Written exercise: Quote every one of the items below verbatim, and leave the pictures out of your answer.
---------- Entries
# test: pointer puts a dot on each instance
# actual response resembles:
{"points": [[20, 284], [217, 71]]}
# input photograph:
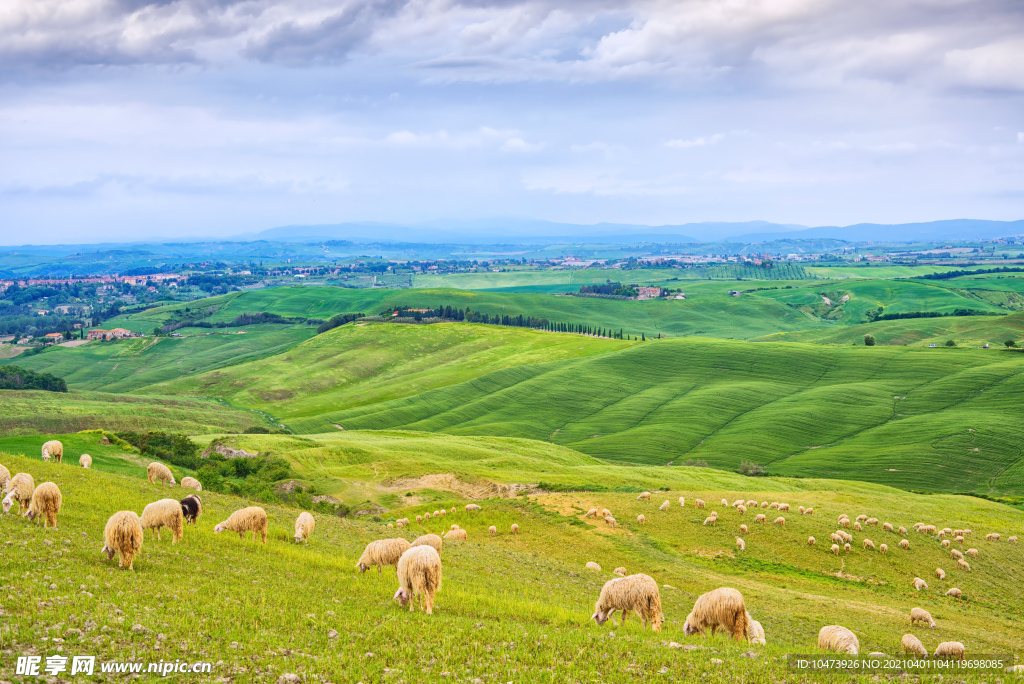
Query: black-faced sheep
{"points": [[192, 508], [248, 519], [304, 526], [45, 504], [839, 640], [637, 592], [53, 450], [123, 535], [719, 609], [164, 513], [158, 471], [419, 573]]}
--------------------
Answer to the exercise:
# test: pointer puts a dot on each instance
# actual response resembles:
{"points": [[20, 284], [217, 71]]}
# input photograph:
Query: black-faced sheep
{"points": [[192, 508], [248, 519], [304, 526], [45, 504], [839, 640], [637, 592], [53, 450], [123, 535], [719, 609], [164, 513], [158, 471], [419, 573]]}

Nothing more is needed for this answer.